Questions
1. In the excerpt on feature roles in a co-occurrence network, which function produces a visualization of the module.roles results?
2. Continue the excerpt on feature roles in a co-occurrence network, starting after its last sentence.

Page excerpt
----

Features identified sub communities are assigned roles in the network. The metrics used include: within-module degree which measures how well a particular feature is connected to others in the same subcommunity (module) and among-module connectivity which measures how a feature is linked to other modules in the network. Features are classified as ultra peripherals, peripherals, provincial, connectors, kinless, module hubs, or non hubs.

The function takes a graph object returned from co_occurence_network function as an argument and assigns roles to each of the features in the network.

We illustrate this using the graph obtained above.

taxa.roles <- module.roles(co_occur$net$graph)
head(taxa.roles)

                                        z         p          roles
Dietzia                        -0.9114654 0.0000000 provincial hub
Streptomyces                   -0.9114654 0.0000000 provincial hub
Brumimicrobium                 -0.9114654 0.0000000 provincial hub
Nitrosomonas                    0.6076436 0.0000000 provincial hub
Sphingobacterium                0.6076436 0.0000000 provincial hub
unclassified_Flavobacteriaceae -0.1519109 0.4444444  connector hub

To produce a visualisation of the results, use function plot_roles which takes a result of module.roles.

p <- plot_roles(taxa.roles)

print(p)
Correlations between subcommunities and environmental variables

To explore how the sub communities respond to environmental traits, we consider the correlation betweeen the taxa with maximum betweenness within a sub community and the enviromental variables. This is chosen because it is a good representation of the subcommunity. This is implemented in accordance to [@mod_env_cor] where correlations between module-based eigengenes and environmental factors are used to detect the modules’ response to environmental change.

----

Information supplied
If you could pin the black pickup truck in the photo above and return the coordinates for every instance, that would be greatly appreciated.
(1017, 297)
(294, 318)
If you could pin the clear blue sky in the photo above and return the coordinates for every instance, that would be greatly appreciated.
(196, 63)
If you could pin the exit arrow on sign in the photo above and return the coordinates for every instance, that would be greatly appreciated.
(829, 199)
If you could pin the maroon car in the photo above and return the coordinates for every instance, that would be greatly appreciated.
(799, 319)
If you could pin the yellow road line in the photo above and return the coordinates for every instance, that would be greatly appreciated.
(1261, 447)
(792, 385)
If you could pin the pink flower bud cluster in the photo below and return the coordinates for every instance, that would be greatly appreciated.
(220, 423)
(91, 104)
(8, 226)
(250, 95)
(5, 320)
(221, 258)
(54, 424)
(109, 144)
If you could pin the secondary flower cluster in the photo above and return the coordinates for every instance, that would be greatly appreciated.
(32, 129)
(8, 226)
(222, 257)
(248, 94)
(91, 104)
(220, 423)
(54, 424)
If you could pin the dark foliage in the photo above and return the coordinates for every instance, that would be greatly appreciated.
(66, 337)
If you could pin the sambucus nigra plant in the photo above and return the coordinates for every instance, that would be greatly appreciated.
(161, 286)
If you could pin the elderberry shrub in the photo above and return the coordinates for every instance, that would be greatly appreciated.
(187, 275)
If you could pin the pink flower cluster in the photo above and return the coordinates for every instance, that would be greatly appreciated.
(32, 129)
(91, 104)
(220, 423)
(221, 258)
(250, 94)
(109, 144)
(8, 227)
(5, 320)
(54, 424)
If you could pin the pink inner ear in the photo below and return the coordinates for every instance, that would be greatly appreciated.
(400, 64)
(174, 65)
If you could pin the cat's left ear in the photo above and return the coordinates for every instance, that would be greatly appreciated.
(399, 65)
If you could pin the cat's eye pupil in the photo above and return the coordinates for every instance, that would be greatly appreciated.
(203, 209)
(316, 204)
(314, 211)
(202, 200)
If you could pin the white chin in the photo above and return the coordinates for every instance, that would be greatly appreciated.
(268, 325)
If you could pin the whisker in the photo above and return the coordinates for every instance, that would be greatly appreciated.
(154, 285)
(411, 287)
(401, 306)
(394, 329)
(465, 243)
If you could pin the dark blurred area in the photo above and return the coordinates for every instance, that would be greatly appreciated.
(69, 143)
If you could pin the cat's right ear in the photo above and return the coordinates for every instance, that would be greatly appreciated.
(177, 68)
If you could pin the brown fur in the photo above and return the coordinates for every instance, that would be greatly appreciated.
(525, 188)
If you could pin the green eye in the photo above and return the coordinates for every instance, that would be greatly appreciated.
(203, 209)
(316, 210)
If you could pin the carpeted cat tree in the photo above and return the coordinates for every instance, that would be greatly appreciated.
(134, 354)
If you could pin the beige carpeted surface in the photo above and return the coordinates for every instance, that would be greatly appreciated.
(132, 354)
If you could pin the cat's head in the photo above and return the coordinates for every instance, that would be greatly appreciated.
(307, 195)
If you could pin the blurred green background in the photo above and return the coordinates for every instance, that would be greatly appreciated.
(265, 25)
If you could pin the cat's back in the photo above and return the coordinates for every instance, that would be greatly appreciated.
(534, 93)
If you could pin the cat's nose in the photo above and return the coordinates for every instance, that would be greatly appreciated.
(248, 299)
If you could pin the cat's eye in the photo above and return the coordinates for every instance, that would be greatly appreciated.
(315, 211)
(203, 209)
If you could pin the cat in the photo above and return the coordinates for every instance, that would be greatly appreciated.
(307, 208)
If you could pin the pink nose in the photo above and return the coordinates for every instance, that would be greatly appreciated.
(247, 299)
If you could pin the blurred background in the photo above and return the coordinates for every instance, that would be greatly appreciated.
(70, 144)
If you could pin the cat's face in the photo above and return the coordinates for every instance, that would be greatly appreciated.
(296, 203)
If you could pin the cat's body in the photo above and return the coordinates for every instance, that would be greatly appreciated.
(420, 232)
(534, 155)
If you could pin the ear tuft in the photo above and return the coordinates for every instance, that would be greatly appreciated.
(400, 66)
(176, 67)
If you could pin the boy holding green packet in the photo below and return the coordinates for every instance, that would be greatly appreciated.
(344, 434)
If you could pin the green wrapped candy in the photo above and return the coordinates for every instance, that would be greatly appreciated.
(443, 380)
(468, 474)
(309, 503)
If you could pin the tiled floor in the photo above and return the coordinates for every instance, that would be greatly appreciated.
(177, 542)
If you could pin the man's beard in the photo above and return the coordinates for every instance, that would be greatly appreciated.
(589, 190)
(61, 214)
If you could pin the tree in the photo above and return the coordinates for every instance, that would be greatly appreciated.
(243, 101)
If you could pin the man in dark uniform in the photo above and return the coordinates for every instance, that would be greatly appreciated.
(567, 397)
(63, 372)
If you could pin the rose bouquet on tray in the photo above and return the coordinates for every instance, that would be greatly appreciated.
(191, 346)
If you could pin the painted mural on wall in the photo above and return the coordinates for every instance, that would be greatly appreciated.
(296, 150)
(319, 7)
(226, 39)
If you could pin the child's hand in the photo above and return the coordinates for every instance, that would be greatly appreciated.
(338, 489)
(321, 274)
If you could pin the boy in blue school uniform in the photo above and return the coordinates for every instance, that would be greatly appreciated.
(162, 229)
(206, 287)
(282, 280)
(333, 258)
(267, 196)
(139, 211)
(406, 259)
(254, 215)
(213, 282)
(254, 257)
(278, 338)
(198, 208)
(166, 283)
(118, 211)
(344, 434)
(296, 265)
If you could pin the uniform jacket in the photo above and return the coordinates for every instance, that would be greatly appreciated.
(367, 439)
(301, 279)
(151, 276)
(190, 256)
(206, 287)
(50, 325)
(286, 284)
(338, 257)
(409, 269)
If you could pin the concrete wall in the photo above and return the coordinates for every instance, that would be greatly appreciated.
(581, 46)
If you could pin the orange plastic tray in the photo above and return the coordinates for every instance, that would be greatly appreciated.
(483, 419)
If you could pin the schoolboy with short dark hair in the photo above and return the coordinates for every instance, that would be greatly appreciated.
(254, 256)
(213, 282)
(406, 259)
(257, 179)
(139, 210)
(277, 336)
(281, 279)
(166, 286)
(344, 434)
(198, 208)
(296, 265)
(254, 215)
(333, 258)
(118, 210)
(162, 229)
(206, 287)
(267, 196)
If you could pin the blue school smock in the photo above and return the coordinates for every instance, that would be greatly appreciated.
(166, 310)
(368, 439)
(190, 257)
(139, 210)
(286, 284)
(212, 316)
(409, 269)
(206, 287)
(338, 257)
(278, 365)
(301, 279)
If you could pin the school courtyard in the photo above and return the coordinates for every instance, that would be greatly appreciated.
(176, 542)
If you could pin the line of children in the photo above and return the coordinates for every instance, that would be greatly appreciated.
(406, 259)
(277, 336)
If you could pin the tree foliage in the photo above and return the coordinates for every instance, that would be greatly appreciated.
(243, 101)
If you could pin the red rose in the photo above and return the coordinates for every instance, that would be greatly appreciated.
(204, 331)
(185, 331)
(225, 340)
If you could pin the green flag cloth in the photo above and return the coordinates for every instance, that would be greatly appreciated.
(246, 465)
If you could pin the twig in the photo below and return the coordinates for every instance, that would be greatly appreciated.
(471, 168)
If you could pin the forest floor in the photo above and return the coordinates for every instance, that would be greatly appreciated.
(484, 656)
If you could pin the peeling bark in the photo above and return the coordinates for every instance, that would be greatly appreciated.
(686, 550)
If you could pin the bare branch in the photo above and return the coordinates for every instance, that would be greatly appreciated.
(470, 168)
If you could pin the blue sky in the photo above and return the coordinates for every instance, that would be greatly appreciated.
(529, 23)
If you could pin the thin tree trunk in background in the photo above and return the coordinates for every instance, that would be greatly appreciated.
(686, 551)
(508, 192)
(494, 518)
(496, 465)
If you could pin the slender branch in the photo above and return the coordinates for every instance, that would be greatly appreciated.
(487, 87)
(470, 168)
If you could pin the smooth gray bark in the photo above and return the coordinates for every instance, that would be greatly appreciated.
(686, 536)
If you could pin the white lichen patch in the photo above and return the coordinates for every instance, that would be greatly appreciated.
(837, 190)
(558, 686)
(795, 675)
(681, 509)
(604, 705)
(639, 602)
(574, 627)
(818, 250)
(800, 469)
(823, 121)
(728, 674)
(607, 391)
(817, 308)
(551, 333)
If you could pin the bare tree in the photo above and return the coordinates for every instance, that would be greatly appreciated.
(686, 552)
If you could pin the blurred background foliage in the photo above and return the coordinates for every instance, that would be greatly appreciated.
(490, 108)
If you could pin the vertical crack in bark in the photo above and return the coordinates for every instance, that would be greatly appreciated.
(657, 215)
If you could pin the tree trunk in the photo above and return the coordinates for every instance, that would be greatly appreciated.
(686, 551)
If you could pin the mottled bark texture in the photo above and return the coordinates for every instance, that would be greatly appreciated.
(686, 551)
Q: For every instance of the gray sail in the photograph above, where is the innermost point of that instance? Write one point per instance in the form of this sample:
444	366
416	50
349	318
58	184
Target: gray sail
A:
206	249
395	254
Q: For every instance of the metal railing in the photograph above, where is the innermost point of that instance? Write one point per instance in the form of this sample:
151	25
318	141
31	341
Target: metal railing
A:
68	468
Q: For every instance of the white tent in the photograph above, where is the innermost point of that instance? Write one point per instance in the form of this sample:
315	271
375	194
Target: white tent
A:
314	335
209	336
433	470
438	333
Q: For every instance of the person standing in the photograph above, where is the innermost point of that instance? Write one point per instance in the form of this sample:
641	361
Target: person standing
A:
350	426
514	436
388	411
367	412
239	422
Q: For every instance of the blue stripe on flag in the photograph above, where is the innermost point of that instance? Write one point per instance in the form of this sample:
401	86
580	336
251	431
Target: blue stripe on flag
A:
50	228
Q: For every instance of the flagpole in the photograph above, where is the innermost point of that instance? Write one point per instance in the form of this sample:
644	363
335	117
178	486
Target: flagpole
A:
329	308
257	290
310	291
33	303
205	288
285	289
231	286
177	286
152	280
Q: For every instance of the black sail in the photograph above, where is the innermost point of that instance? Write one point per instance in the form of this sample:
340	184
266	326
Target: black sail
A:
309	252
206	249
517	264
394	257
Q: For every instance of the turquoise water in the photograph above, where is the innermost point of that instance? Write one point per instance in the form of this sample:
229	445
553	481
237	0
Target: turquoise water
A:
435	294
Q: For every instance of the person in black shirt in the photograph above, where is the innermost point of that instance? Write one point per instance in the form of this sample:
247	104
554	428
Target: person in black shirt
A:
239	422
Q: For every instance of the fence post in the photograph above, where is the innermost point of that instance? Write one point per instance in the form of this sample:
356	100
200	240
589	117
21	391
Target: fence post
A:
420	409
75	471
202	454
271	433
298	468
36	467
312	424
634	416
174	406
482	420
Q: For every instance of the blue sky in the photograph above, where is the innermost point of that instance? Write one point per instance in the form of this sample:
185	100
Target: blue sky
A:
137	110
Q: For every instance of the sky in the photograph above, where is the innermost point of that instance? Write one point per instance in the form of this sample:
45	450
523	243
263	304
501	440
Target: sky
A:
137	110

----

Answers by task
1. plot_roles

2.
The function to perform this takes a result from co-occurence network. Other arguments include: select.variables, method,padjust.method, adjustment as they are available to function env_taxa_correlation (see this function for explanation of arguments). It returns a data frame with correlations between each sub community (module) and environmental variables for all conditions. The example below illustrates this by using the co occurence network obtained above.

mod.env.cor <- module_env_correlation(co_occur)

A visualisation is produced using the function plot_tax_env as illustrated below. Significant correlations are annotated with significant labels.

p <- plot_taxa_env(mod.env.cor)
print(p)

The plot shows correlation between module number (indicated by #number) and environmental traits.